Please output, without any change, the part of the records that opens with the line containing "Every instance of" and closes with the line containing "[[709, 498], [982, 532], [514, 528]]", both of those lines included.

The records =
- - -
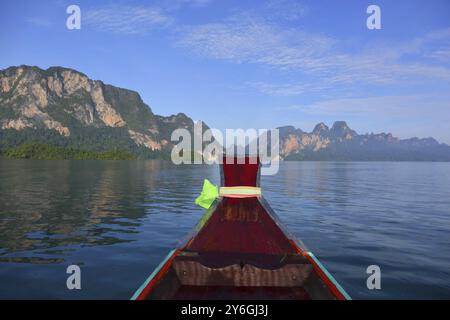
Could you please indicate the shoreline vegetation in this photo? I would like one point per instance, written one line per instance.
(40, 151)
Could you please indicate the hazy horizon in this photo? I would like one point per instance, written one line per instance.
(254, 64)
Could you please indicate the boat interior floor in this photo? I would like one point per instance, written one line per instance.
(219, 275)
- - -
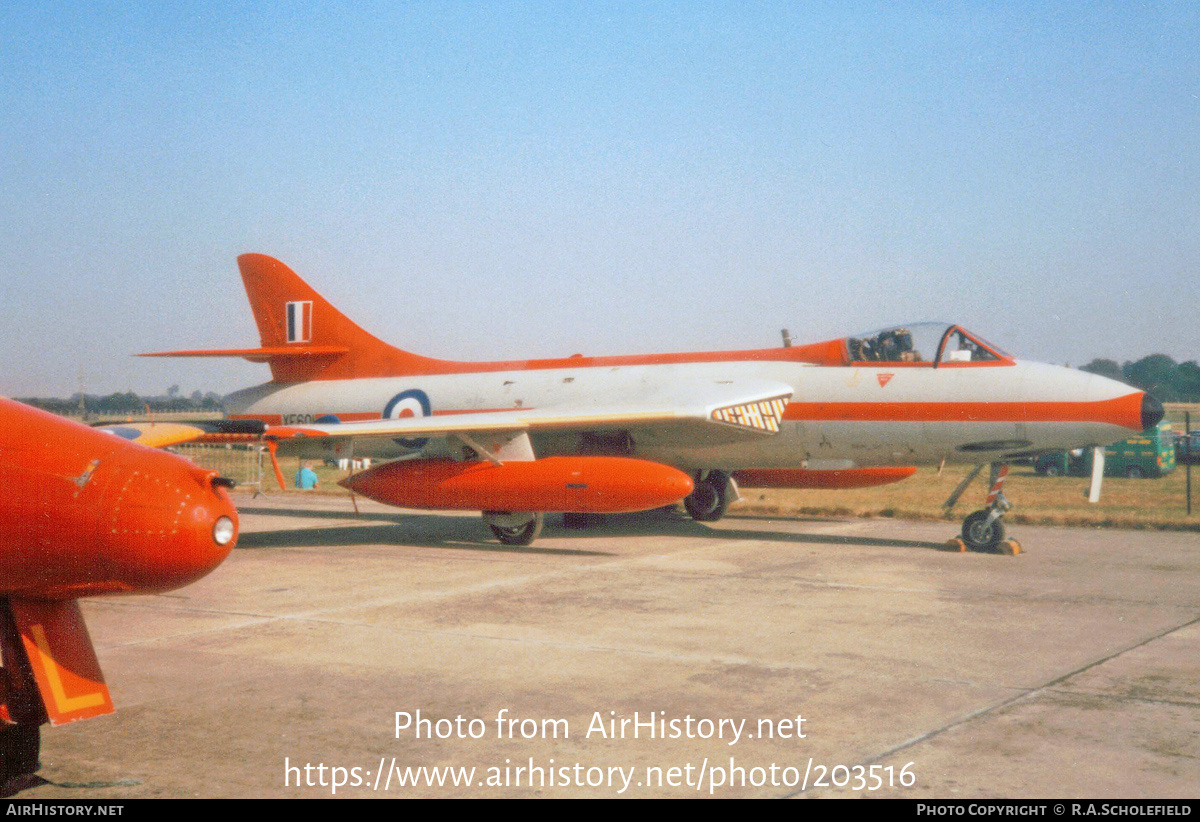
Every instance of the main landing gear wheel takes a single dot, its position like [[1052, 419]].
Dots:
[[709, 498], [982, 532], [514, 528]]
- - -
Written response =
Every instance of the main landing gear wheel takes a single dot, its position like [[1052, 419]].
Dots:
[[709, 498], [982, 532], [514, 528]]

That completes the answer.